======== DATA FOR PROCESSING

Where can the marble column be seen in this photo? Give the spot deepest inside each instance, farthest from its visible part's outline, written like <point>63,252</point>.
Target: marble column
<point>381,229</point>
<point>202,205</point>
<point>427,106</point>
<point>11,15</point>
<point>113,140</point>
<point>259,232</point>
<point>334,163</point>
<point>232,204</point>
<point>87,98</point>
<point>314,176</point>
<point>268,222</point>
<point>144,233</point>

================

» WHAT THE EXERCISE ASKS: All the entries are to be reproduced verbatim.

» FINAL ANSWER:
Where can the marble column be seen in this photo? Give the spot deepest inside each instance, farthest from its visible part's outline, written like <point>63,252</point>.
Target: marble column
<point>381,229</point>
<point>202,205</point>
<point>427,106</point>
<point>11,15</point>
<point>113,140</point>
<point>259,232</point>
<point>334,163</point>
<point>232,204</point>
<point>87,98</point>
<point>314,176</point>
<point>268,222</point>
<point>144,233</point>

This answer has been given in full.